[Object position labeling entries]
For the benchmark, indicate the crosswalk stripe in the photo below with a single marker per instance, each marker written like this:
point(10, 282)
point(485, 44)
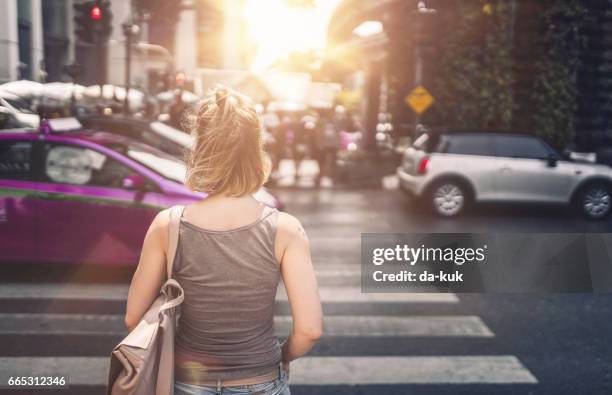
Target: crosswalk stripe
point(502, 369)
point(118, 292)
point(362, 326)
point(354, 295)
point(411, 370)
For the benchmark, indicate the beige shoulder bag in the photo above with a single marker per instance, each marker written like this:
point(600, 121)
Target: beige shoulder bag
point(143, 362)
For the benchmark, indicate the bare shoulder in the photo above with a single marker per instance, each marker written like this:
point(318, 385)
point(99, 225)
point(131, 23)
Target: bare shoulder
point(289, 228)
point(159, 226)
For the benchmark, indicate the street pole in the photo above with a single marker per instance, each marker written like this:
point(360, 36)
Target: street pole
point(419, 14)
point(127, 30)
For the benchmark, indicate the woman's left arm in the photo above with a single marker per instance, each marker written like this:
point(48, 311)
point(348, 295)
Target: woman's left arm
point(151, 270)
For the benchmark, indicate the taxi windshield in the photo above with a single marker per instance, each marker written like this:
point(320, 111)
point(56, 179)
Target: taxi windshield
point(163, 164)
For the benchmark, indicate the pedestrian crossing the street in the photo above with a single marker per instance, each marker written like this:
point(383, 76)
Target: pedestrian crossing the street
point(360, 320)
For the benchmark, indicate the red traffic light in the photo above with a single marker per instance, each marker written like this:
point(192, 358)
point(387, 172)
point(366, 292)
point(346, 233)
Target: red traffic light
point(96, 13)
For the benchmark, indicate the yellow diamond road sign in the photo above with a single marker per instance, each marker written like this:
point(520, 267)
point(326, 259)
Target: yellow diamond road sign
point(419, 100)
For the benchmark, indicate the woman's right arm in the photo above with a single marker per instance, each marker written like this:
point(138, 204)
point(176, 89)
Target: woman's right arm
point(301, 286)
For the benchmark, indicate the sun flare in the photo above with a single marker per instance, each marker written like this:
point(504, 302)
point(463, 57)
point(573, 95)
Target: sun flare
point(277, 28)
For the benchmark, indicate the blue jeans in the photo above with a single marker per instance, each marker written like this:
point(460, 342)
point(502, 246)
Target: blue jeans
point(278, 386)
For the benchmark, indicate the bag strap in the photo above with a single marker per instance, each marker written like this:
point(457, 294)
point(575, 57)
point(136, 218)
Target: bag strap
point(176, 212)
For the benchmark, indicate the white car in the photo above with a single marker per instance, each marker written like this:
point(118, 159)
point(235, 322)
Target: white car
point(449, 170)
point(19, 108)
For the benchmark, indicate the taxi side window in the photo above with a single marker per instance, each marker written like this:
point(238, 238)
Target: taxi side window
point(67, 164)
point(15, 160)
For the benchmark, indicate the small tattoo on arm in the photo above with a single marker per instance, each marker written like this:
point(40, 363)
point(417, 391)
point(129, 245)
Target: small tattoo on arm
point(303, 233)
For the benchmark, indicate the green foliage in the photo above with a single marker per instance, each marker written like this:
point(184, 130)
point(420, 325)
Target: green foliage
point(474, 88)
point(555, 86)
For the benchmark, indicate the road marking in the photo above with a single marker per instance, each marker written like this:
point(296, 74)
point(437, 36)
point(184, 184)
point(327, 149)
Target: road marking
point(374, 326)
point(362, 326)
point(354, 295)
point(118, 292)
point(64, 291)
point(411, 370)
point(501, 369)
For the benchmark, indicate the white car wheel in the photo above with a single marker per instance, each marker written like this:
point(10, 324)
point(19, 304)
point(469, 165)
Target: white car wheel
point(596, 201)
point(448, 199)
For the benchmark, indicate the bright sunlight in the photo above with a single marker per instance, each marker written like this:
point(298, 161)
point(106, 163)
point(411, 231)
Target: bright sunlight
point(277, 28)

▶ WHAT THE TASK REQUIRES: Reproduce word for word the lines of the entries from the one containing "For the benchmark, indicate the bright" through the final line.

▶ ANSWER BELOW:
For the benchmark, indicate the bright sunlight in the photo above with a single marker per instance, each marker written like this:
point(298, 161)
point(106, 163)
point(411, 231)
Target: bright sunlight
point(277, 28)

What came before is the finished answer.